> Source extract
Although the workloads have delivered data in different storage solutions, Amazon Redshift Spectrum provides a mechanism for querying the data together.

By defining a schema for the parquet files in S3 and registering this as a table in an external data catalog such as Apache Hive, this Redshift Spectrum table can be queried and joined with tables in Redshift, either using the online Query Editor in the AWS console or an external tool such as SQL Workbench.

This image displays the results of SQL that joins the sensors table in Redshift and the external Redshift Spectrum table spectrum.sensors_avg on the sensor_number column in each table.

This allows analysts to associate average daily sensor measurements with other sensor details such as sensor name, customer and sensor location.

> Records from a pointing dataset
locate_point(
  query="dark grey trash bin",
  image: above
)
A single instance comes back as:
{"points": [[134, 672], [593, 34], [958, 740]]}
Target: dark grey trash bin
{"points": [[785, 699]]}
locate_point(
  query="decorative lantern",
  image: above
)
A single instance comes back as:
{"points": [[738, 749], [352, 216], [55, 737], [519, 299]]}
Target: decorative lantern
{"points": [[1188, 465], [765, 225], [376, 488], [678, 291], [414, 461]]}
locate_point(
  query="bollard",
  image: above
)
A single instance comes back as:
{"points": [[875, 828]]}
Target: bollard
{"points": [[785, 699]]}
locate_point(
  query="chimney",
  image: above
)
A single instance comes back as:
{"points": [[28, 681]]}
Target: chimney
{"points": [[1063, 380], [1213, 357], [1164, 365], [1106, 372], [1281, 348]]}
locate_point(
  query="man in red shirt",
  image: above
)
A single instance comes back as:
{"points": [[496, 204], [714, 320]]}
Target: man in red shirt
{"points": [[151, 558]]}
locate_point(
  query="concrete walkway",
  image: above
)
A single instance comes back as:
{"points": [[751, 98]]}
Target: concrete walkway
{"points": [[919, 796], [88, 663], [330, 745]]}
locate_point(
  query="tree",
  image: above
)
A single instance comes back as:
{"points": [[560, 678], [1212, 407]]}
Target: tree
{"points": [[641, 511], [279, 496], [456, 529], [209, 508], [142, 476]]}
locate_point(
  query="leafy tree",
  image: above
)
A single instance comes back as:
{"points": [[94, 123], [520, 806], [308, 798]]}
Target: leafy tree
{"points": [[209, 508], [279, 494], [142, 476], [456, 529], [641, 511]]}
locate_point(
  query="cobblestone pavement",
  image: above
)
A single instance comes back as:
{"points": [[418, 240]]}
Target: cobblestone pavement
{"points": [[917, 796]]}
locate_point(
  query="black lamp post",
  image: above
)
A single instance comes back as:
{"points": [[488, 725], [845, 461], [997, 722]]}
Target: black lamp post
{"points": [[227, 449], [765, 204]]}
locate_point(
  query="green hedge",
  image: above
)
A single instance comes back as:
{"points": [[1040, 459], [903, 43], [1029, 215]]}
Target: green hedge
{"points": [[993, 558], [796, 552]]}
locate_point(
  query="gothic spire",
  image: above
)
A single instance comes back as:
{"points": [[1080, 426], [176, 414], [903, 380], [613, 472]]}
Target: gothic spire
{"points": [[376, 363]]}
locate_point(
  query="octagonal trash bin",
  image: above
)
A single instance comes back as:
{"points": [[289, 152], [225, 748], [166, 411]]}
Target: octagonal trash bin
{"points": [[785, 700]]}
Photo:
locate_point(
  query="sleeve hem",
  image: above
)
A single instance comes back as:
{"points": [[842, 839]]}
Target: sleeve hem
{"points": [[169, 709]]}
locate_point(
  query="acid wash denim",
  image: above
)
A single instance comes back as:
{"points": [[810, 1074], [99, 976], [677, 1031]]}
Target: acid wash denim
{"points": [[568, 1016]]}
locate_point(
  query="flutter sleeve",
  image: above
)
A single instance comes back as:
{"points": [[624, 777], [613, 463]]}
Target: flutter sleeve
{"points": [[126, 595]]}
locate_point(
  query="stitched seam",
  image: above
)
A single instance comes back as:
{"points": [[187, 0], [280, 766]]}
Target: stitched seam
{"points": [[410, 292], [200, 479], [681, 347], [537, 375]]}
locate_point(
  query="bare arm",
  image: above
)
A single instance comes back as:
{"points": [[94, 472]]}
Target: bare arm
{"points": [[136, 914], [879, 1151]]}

> Requirements
Please reproduce part of the Redshift Spectrum passage word for word, beginning at the words "By defining a" and stopping after "as SQL Workbench.". These entries come from a different source than the Redshift Spectrum passage.

> Expected answer
By defining a schema for the parquet files in S3 and registering this as a table in an external data catalog such as Apache Hive, this Redshift Spectrum table can be queried and joined with tables in Redshift, either using the online Query Editor in the AWS console or an external tool such as SQL Workbench.